Scan the entries that follow and copy out every line containing "ceiling".
####
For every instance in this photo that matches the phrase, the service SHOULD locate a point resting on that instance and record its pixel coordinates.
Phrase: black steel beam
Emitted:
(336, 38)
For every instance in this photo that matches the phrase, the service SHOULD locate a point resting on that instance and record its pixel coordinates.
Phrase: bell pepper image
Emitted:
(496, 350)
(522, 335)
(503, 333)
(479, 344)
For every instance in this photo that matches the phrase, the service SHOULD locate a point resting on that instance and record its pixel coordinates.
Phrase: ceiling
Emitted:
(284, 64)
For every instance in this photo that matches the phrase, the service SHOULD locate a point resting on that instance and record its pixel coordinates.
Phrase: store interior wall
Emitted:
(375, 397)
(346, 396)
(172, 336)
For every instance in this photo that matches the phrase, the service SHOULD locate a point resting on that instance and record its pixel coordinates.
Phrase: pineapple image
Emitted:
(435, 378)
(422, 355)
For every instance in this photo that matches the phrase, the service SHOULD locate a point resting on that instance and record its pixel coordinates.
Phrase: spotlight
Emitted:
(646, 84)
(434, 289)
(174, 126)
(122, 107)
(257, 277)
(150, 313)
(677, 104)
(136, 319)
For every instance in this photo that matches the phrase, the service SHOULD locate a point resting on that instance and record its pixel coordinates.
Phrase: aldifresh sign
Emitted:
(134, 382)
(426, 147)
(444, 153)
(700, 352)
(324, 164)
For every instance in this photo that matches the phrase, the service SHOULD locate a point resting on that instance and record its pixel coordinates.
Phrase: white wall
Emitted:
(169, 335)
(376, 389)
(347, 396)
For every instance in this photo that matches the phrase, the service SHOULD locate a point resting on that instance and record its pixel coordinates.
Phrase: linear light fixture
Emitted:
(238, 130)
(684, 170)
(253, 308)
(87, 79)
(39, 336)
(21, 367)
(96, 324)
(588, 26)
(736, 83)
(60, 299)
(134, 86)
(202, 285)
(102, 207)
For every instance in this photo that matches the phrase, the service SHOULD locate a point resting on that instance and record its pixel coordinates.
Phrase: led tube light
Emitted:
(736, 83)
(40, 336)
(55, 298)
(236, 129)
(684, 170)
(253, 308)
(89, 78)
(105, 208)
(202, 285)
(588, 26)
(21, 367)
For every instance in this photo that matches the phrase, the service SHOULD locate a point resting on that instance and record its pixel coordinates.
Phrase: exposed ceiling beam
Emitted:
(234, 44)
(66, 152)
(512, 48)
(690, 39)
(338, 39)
####
→ RESPONSE AREA
Phrase: ceiling
Phrase: exposed ceiling beam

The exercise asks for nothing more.